> [EXERCISE BRIEF]
Could you repeat the passage below on political economy analysis and public financial management reform, word for word?

> [EXCERPT]
· · · · ·
In recent years there has been a flurry of engrossing research that uses political economy approaches to understand Public Financial Management (PFM) reforms in developing countries (or, frequently, the lack thereof). Some examples include the World Bank’s political economy of policy reform and Mike Steven’s institutional and incentive issues in PFM reform. This research has clearly struck a chord with frustrated technical assistants and policy advisors concerned about the slow pace of policy reform. And development agencies, eager to find a way to make these insights operationally relevant, have been quick to embrace political economy analysis (PEA). Likewise, organisations such as the World Bank and DFID argue that greater awareness of political economy contexts can improve aid project design and implementation and therefore frequently offer their staff handbooks, frameworks, training and analytical tools aimed to improve their ability to operate with greater political economy sensibility (See GSDRC for a good one-stop-shop to PEA resources).
In this (new) political economy narrative failed public sector reform programmes (of which there are many) are given as examples of technocratic advice offered blindly without cognizance of the political realities. The World Bank’s public sector reform evaluation reminds us to recognise the political nature of such reforms; while DFID’s how to note explains that governance agendas cannot be advanced through ‘technical solutions alone’. This guidance suggests that if only proper stakeholder analysis was conducted, the right windows of opportunity exploited, and coalitions for change were successfully mobilized, the project success rate would improve. Implicit in the political economy narrative is the assumption that technical specialists – be it in public financial management, health or education – will design and implement more effective development projects if they learn to diagnose and predict political motives. PEA handbooks and workshops teach development agency staff about forming coalitions for change, building demand for reform and identifying timeframes for doing business.
· · · · ·
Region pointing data
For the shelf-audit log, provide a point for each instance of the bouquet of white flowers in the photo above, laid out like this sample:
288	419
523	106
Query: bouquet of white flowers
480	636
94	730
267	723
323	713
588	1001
· · · · ·
> [SOLUTION BELOW]
In recent years there has been a flurry of engrossing research that uses political economy approaches to understand Public Financial Management (PFM) reforms in developing countries (or, frequently, the lack thereof). Some examples include the World Bank’s political economy of policy reform and Mike Steven’s institutional and incentive issues in PFM reform. This research has clearly struck a chord with frustrated technical assistants and policy advisors concerned about the slow pace of policy reform. And development agencies, eager to find a way to make these insights operationally relevant, have been quick to embrace political economy analysis (PEA). Likewise, organisations such as the World Bank and DFID argue that greater awareness of political economy contexts can improve aid project design and implementation and therefore frequently offer their staff handbooks, frameworks, training and analytical tools aimed to improve their ability to operate with greater political economy sensibility (See GSDRC for a good one-stop-shop to PEA resources).
In this (new) political economy narrative failed public sector reform programmes (of which there are many) are given as examples of technocratic advice offered blindly without cognizance of the political realities. The World Bank’s public sector reform evaluation reminds us to recognise the political nature of such reforms; while DFID’s how to note explains that governance agendas cannot be advanced through ‘technical solutions alone’. This guidance suggests that if only proper stakeholder analysis was conducted, the right windows of opportunity exploited, and coalitions for change were successfully mobilized, the project success rate would improve. Implicit in the political economy narrative is the assumption that technical specialists – be it in public financial management, health or education – will design and implement more effective development projects if they learn to diagnose and predict political motives. PEA handbooks and workshops teach development agency staff about forming coalitions for change, building demand for reform and identifying timeframes for doing business.